(Given exercise): Return the lines of the entries below verbatim, covering only the stretch from the line that contains "Can you find the asphalt" through the line that contains "x=662, y=405", with both of those lines included.
** begin Records **
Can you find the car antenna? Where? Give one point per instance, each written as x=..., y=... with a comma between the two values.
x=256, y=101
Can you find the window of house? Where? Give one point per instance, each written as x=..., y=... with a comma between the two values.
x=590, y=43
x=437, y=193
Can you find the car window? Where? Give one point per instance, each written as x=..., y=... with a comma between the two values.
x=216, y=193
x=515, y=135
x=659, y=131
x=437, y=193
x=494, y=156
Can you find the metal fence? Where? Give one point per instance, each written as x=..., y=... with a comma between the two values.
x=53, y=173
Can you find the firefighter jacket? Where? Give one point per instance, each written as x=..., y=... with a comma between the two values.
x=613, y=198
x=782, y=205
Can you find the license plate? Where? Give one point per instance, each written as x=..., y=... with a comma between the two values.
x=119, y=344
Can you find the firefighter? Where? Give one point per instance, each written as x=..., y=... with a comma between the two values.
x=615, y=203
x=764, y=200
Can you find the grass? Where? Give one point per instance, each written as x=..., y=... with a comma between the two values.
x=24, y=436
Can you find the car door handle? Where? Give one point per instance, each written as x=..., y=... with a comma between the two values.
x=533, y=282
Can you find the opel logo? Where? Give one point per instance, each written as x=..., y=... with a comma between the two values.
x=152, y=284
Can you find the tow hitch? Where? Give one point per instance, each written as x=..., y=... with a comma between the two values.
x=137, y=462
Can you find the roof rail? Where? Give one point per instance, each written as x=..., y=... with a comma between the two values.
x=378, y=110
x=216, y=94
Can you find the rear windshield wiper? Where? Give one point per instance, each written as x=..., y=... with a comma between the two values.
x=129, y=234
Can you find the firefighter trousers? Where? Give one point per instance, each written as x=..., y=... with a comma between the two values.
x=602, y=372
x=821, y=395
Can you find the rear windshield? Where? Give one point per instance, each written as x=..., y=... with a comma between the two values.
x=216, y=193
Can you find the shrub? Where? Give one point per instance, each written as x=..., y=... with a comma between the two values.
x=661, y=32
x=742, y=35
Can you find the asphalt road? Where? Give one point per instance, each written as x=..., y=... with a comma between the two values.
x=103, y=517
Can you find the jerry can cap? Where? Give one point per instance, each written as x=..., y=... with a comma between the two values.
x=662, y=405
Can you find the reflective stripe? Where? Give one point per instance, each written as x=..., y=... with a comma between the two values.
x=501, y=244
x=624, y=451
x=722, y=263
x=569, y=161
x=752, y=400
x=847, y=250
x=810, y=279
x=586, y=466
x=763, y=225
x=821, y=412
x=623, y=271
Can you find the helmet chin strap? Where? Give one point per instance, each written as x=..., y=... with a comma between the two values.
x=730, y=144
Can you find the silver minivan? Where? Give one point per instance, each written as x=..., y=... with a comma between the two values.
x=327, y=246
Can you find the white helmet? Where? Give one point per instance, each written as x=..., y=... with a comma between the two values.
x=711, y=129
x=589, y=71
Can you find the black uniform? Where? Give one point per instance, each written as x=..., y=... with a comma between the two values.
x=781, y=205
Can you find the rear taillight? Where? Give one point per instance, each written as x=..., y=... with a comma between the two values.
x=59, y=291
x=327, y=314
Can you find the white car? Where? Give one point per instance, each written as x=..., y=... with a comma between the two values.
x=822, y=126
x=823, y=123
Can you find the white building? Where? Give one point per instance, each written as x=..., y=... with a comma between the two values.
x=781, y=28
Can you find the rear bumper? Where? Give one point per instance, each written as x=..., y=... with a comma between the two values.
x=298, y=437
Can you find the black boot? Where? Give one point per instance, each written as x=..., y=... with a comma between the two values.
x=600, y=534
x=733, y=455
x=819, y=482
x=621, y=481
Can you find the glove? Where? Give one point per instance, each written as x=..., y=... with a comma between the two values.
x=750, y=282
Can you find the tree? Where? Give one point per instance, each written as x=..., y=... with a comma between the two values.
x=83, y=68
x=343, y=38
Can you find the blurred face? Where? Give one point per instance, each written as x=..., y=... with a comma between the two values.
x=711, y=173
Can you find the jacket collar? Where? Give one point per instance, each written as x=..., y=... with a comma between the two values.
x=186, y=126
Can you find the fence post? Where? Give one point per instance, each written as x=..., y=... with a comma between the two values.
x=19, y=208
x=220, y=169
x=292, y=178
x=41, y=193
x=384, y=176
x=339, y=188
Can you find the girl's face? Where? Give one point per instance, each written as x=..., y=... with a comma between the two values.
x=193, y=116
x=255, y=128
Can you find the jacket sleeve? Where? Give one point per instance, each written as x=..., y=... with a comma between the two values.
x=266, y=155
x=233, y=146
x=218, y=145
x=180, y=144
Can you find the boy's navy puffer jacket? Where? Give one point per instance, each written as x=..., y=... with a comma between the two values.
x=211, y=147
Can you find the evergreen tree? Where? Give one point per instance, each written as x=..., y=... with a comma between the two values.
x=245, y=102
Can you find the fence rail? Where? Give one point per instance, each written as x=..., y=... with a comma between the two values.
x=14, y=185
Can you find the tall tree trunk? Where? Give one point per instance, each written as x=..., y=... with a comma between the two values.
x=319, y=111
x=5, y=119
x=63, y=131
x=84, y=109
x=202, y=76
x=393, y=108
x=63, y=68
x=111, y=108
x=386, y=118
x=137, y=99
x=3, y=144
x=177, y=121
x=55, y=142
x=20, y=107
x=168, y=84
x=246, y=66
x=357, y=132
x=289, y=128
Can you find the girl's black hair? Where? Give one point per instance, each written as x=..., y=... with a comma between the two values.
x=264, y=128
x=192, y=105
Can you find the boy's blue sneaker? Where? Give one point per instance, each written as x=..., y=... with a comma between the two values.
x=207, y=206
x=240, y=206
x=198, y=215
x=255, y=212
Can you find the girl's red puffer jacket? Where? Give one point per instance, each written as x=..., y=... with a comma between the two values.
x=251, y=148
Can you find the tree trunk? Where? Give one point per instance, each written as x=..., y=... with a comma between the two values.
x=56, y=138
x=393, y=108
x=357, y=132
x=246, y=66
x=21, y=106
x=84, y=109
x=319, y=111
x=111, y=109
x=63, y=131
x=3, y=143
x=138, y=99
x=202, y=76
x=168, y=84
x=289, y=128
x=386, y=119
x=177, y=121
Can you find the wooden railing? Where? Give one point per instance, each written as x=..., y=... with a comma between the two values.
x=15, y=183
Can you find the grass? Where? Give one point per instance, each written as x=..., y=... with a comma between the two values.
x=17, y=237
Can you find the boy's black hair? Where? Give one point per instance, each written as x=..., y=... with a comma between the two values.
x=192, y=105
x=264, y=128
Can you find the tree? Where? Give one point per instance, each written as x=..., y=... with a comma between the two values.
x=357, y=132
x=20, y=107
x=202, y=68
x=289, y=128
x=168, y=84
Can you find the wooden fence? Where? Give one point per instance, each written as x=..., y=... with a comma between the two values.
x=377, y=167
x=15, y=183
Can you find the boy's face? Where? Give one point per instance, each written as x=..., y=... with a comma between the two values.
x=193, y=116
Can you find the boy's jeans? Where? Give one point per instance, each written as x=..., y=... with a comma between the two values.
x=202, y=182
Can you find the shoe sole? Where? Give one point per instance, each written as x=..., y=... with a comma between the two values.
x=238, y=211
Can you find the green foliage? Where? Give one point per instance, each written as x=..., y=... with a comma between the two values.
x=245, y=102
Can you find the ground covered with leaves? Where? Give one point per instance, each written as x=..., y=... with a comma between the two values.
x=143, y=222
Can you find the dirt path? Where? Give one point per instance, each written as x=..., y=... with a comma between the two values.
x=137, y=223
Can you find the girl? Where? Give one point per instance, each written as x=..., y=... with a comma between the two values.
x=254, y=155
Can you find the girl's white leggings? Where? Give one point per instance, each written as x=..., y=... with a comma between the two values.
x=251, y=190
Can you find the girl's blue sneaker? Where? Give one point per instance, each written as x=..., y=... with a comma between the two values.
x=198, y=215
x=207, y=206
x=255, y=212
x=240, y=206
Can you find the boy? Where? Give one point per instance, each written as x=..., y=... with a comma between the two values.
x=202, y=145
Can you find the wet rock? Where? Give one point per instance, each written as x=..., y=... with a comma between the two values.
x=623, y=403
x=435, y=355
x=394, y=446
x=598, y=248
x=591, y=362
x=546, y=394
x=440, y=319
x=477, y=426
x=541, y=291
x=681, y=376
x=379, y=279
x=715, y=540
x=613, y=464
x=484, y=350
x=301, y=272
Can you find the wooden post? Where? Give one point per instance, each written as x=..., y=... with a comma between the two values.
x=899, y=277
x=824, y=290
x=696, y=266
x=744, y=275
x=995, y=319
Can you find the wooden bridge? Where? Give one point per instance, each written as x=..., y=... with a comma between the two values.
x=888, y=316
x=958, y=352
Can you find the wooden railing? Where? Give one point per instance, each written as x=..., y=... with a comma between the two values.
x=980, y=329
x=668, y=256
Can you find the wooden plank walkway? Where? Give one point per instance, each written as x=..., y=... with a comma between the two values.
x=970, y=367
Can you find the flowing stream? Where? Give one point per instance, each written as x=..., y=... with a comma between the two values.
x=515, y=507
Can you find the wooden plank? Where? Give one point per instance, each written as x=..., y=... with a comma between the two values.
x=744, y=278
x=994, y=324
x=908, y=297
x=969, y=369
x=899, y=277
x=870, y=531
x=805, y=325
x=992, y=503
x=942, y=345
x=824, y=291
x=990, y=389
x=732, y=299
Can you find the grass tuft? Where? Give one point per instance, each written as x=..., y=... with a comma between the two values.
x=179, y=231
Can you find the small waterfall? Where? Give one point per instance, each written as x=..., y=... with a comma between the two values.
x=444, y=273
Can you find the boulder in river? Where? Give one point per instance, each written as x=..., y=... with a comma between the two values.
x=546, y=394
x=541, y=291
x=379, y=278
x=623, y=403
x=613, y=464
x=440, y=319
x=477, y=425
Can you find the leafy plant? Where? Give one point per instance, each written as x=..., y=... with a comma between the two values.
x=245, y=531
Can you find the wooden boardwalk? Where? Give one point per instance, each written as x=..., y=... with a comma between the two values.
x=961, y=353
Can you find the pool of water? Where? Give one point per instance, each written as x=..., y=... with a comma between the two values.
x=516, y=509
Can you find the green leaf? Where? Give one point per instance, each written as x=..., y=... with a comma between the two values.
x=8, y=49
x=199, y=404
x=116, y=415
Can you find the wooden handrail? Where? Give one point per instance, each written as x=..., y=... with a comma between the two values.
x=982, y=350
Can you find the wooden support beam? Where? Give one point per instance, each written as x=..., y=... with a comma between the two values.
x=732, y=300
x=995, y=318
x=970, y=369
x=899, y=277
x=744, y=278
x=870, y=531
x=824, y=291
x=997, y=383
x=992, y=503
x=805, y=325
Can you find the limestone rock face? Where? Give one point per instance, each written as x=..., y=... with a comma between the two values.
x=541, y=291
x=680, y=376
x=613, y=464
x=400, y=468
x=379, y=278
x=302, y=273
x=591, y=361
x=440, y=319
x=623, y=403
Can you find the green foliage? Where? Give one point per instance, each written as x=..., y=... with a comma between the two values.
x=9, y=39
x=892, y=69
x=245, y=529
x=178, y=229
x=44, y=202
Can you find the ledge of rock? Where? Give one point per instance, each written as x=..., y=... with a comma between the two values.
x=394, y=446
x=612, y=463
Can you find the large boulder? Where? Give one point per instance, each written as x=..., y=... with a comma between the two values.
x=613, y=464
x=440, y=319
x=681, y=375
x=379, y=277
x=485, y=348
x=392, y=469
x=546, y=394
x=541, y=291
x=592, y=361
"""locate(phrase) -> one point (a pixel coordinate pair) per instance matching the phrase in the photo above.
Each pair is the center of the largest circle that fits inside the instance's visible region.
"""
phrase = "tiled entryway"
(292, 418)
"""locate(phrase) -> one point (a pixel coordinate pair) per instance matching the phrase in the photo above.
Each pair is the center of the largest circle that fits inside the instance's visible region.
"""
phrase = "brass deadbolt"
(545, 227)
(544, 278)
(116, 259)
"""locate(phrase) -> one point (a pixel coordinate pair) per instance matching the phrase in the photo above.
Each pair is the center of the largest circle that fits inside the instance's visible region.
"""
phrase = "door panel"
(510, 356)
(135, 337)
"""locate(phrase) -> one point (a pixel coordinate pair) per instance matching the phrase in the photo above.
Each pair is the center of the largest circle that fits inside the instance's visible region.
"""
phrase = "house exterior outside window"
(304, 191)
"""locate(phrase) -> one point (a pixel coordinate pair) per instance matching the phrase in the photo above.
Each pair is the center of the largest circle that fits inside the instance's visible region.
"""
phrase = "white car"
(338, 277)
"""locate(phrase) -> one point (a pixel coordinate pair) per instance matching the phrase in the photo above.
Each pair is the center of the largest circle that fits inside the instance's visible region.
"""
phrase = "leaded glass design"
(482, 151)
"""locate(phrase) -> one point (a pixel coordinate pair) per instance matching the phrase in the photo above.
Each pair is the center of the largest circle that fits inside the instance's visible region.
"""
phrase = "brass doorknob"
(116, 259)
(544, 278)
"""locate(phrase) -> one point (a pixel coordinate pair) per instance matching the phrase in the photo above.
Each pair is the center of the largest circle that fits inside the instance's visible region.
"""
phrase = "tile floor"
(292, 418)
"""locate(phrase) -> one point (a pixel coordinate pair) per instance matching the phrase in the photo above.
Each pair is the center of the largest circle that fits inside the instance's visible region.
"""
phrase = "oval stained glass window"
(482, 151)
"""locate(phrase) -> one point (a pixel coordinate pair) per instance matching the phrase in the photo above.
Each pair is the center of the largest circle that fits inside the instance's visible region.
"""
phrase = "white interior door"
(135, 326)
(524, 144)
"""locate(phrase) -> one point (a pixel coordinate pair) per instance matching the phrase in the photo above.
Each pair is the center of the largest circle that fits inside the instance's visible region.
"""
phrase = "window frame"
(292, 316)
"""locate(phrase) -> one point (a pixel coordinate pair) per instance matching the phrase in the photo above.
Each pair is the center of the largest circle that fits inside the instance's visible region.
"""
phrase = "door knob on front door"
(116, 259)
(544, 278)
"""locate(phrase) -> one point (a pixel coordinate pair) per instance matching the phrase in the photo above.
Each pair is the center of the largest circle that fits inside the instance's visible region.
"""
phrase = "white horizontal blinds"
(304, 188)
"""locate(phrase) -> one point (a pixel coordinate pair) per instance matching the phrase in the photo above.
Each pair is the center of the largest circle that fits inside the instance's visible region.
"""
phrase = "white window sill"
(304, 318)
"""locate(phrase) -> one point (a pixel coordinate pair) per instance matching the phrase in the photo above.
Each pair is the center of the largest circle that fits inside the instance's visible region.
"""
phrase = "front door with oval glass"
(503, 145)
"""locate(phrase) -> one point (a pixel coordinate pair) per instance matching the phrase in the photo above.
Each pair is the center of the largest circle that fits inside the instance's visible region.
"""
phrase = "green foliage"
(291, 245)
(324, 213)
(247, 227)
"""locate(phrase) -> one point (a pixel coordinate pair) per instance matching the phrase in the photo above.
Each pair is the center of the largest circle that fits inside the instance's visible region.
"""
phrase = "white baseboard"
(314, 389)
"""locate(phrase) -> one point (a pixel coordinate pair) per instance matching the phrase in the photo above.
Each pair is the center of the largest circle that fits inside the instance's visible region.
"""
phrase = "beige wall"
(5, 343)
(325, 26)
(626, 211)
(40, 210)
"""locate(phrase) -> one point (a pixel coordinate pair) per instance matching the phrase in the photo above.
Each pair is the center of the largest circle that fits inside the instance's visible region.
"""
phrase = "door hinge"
** end Records **
(Result of this exercise):
Can you find the asphalt road? Where? Give one point per instance, each written as x=..., y=... with a comma between the two values.
x=103, y=517
Can you find the jerry can cap? Where? Give one point per instance, each written as x=..., y=... with a comma between the two values.
x=662, y=405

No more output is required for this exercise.